What needs to be done: Transcribe each record exactly. Include every one.

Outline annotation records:
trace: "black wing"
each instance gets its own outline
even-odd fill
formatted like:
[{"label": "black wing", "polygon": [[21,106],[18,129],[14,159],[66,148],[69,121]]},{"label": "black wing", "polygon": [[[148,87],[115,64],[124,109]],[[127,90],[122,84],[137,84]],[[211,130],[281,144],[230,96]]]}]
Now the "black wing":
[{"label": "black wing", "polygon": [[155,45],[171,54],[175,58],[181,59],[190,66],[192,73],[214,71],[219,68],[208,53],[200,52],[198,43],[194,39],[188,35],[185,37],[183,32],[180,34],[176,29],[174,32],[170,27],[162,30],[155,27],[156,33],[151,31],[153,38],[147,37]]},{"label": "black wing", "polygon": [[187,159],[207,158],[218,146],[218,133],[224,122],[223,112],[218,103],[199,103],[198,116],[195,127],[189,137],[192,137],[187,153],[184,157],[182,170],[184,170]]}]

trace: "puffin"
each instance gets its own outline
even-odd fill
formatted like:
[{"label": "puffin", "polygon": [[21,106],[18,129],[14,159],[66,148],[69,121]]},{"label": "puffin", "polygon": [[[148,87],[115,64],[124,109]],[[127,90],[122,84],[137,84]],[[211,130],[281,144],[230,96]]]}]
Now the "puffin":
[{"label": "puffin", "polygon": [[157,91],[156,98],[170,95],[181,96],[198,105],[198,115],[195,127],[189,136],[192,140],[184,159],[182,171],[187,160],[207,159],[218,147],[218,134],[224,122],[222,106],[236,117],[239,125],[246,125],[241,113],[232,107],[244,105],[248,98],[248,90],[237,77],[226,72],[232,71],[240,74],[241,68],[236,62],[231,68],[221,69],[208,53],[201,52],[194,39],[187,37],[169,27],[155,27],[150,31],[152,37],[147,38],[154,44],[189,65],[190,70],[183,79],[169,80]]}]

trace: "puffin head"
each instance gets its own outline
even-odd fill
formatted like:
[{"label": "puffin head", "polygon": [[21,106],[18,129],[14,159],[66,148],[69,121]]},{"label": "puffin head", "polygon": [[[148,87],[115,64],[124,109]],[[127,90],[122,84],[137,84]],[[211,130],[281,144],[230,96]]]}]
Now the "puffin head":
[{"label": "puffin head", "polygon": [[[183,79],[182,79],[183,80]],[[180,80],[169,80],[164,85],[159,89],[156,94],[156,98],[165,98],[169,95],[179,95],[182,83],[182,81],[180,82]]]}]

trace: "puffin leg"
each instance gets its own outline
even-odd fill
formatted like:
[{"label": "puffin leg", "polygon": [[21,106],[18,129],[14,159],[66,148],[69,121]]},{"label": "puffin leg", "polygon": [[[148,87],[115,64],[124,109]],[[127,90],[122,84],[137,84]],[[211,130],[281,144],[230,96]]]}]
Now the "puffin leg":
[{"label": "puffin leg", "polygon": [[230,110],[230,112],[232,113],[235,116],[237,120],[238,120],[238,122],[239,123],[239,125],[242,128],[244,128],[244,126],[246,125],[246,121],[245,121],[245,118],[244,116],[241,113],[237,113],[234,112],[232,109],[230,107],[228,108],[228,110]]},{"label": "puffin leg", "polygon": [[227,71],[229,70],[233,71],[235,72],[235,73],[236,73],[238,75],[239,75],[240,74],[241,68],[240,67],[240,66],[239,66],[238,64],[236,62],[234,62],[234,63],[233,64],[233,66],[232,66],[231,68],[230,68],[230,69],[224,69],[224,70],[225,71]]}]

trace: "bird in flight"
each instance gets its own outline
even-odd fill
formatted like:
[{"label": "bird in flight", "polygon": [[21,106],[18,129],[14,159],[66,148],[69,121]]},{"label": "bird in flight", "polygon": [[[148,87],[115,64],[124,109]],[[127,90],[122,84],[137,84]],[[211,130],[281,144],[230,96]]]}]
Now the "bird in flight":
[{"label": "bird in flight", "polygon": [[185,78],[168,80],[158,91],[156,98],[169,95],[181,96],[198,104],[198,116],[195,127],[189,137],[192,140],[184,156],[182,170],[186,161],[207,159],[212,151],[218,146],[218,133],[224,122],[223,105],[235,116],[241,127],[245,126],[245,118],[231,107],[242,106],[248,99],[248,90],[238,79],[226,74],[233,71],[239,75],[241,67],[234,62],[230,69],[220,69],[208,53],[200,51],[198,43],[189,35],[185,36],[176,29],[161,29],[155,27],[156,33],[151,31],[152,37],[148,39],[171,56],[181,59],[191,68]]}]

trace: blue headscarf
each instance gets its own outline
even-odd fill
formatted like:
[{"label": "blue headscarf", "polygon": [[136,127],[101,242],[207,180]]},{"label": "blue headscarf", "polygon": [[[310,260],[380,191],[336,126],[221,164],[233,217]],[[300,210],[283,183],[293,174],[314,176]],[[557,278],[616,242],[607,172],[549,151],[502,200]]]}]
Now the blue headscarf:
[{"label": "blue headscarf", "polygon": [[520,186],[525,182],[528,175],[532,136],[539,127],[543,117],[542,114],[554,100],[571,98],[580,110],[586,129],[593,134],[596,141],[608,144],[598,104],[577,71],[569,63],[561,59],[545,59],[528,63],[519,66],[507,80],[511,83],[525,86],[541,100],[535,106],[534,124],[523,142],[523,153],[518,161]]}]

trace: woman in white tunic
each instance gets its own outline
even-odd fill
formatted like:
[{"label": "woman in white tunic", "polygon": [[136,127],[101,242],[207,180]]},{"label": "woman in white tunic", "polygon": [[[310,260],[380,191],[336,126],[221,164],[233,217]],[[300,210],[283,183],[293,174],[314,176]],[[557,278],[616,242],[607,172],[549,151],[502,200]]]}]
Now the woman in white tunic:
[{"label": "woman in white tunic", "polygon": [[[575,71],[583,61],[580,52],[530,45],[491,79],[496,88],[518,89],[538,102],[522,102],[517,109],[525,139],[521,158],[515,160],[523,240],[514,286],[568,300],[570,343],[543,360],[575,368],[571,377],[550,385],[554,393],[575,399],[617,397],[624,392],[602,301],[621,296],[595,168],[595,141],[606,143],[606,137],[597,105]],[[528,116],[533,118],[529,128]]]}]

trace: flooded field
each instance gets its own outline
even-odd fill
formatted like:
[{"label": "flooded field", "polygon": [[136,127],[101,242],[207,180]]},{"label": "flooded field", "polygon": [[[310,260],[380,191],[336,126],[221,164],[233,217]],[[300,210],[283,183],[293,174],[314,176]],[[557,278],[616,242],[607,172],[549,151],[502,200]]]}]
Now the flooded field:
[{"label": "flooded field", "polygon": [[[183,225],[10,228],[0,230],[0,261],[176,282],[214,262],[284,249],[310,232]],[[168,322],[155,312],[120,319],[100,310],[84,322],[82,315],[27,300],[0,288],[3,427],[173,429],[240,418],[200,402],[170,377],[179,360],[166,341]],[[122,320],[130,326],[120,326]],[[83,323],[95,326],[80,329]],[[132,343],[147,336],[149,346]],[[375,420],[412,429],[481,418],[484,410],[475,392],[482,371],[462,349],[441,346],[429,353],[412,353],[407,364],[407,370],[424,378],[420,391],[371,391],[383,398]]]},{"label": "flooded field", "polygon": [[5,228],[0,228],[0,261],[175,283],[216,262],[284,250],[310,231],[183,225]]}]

Task output:
trace: "black wing"
each instance gets its own outline
even-odd fill
formatted like:
[{"label": "black wing", "polygon": [[21,106],[18,129],[14,159],[66,148],[69,121]]},{"label": "black wing", "polygon": [[[148,87],[115,64],[124,109]],[[127,90],[122,84],[137,84]],[[211,130],[281,144],[230,96]]]}]
Now the "black wing":
[{"label": "black wing", "polygon": [[155,45],[171,54],[175,58],[181,59],[190,66],[192,73],[214,71],[219,68],[208,53],[200,52],[198,43],[194,39],[188,35],[185,37],[183,32],[180,34],[176,29],[174,32],[170,27],[162,30],[155,27],[156,33],[151,31],[153,38],[147,37]]},{"label": "black wing", "polygon": [[187,159],[207,158],[218,146],[218,133],[224,122],[223,112],[218,103],[199,103],[198,116],[195,127],[189,137],[192,137],[187,153],[184,157],[182,170],[184,170]]}]

trace: "puffin"
each instance gets its own outline
even-odd fill
formatted like:
[{"label": "puffin", "polygon": [[21,106],[18,129],[14,159],[66,148],[69,121]]},{"label": "puffin", "polygon": [[[148,87],[115,64],[124,109]],[[127,90],[122,84],[137,84]],[[211,130],[281,144],[230,96]]]}]
Now the "puffin":
[{"label": "puffin", "polygon": [[157,91],[156,98],[170,95],[181,96],[198,105],[198,115],[195,127],[189,136],[192,140],[184,159],[182,171],[187,160],[207,159],[218,147],[218,134],[224,122],[222,106],[236,117],[239,125],[246,125],[241,113],[232,107],[244,105],[248,98],[248,90],[237,77],[226,72],[232,71],[240,74],[241,68],[236,62],[231,68],[221,69],[208,53],[201,52],[194,39],[187,37],[169,27],[155,27],[150,31],[152,37],[147,38],[154,44],[189,65],[190,70],[183,79],[169,80]]}]

trace: "puffin head"
each instance gets its own outline
even-odd fill
formatted like:
[{"label": "puffin head", "polygon": [[21,106],[18,129],[14,159],[66,148],[69,121]]},{"label": "puffin head", "polygon": [[[148,87],[115,64],[124,109]],[[127,90],[122,84],[137,84]],[[211,130],[281,144],[230,96]]]}]
Now the "puffin head":
[{"label": "puffin head", "polygon": [[[183,79],[182,79],[183,80]],[[180,80],[169,80],[164,85],[159,89],[156,94],[156,98],[165,98],[169,95],[179,95],[182,83],[182,81],[180,82]]]}]

trace: "puffin leg"
each instance gets its own outline
even-odd fill
formatted like:
[{"label": "puffin leg", "polygon": [[21,106],[18,129],[14,159],[66,148],[69,121]]},{"label": "puffin leg", "polygon": [[[148,87],[115,64],[124,109]],[[127,90],[122,84],[137,84]],[[211,130],[281,144],[230,96]]]}]
Now the "puffin leg":
[{"label": "puffin leg", "polygon": [[230,110],[230,112],[232,113],[235,116],[237,120],[238,120],[238,122],[239,123],[239,125],[242,128],[244,128],[244,126],[246,125],[246,121],[245,121],[245,118],[244,116],[241,113],[237,113],[234,112],[232,109],[230,107],[228,108],[228,110]]},{"label": "puffin leg", "polygon": [[227,71],[229,70],[233,71],[235,72],[235,73],[236,73],[238,75],[239,75],[240,74],[241,68],[240,67],[240,66],[239,66],[238,64],[236,62],[234,62],[234,63],[233,64],[233,66],[232,66],[231,68],[230,68],[230,69],[224,69],[224,70],[225,71]]}]

trace: "bird in flight"
each instance gets its own outline
even-odd fill
formatted like:
[{"label": "bird in flight", "polygon": [[21,106],[18,129],[14,159],[66,148],[69,121]]},{"label": "bird in flight", "polygon": [[[148,87],[115,64],[124,109]],[[127,90],[122,84],[137,84]],[[211,130],[281,144],[230,96]]]}]
Now the "bird in flight":
[{"label": "bird in flight", "polygon": [[185,78],[168,80],[158,91],[156,98],[169,95],[181,96],[198,104],[198,116],[195,127],[189,137],[192,140],[184,156],[182,170],[186,161],[207,159],[212,151],[218,146],[218,133],[224,122],[223,105],[235,116],[241,127],[245,126],[245,118],[231,107],[242,106],[248,99],[248,90],[238,79],[226,74],[233,71],[239,75],[241,67],[234,62],[230,69],[220,69],[208,53],[200,51],[198,43],[189,35],[185,36],[176,29],[161,29],[155,27],[156,33],[151,31],[152,37],[148,39],[171,56],[181,59],[191,68]]}]

trace: blue headscarf
each instance gets its own outline
even-odd fill
formatted like:
[{"label": "blue headscarf", "polygon": [[136,127],[101,242],[207,180]]},{"label": "blue headscarf", "polygon": [[[310,260],[380,191],[336,126],[221,164],[233,217]],[[300,210],[283,183],[293,174],[314,176]],[[557,278],[616,242],[607,172],[549,151],[502,200]]]}]
Now the blue headscarf:
[{"label": "blue headscarf", "polygon": [[520,186],[525,182],[528,175],[532,136],[539,127],[543,117],[542,114],[554,100],[571,98],[580,110],[586,129],[593,134],[596,141],[608,144],[598,104],[577,71],[569,63],[561,59],[545,59],[528,63],[519,66],[507,80],[511,83],[525,86],[541,100],[535,106],[534,124],[523,142],[523,153],[518,161]]}]

trace: woman in white tunic
each instance gets its own outline
even-odd fill
formatted like:
[{"label": "woman in white tunic", "polygon": [[136,127],[101,242],[207,180]]},{"label": "woman in white tunic", "polygon": [[[310,260],[380,191],[336,126],[221,164],[233,217]],[[300,210],[283,183],[293,174],[314,176]],[[557,278],[616,242],[607,172],[549,151],[502,200]]]}]
Now the woman in white tunic:
[{"label": "woman in white tunic", "polygon": [[[575,71],[583,61],[580,52],[530,45],[491,79],[496,88],[518,89],[538,102],[522,102],[517,109],[525,139],[521,158],[515,160],[523,240],[514,286],[568,300],[570,343],[543,360],[575,368],[571,377],[550,385],[554,393],[575,399],[617,397],[624,392],[602,301],[621,296],[595,168],[595,141],[606,143],[606,137],[597,105]],[[528,116],[533,118],[529,128]]]}]

trace: flooded field
each instance gets its own outline
even-odd fill
formatted like:
[{"label": "flooded field", "polygon": [[136,127],[101,242],[207,180]]},{"label": "flooded field", "polygon": [[[310,260],[380,191],[336,126],[221,164],[233,217]],[[300,210],[283,183],[293,174],[314,176]],[[557,278],[616,242],[607,172],[549,151],[502,200]]]}]
Now the flooded field:
[{"label": "flooded field", "polygon": [[[183,225],[10,228],[0,230],[0,261],[176,282],[214,262],[284,249],[310,232]],[[168,322],[155,312],[120,319],[100,310],[84,322],[82,315],[27,300],[0,288],[3,427],[173,429],[240,418],[200,402],[170,377],[179,360],[166,341]],[[122,320],[130,326],[120,326]],[[83,323],[95,326],[80,329]],[[132,343],[147,336],[149,346]],[[375,420],[412,429],[481,418],[484,410],[475,392],[482,371],[462,349],[441,346],[429,353],[412,353],[407,364],[407,370],[424,378],[420,391],[371,391],[383,398]]]},{"label": "flooded field", "polygon": [[5,228],[0,228],[0,261],[175,283],[216,262],[284,250],[310,231],[183,225]]}]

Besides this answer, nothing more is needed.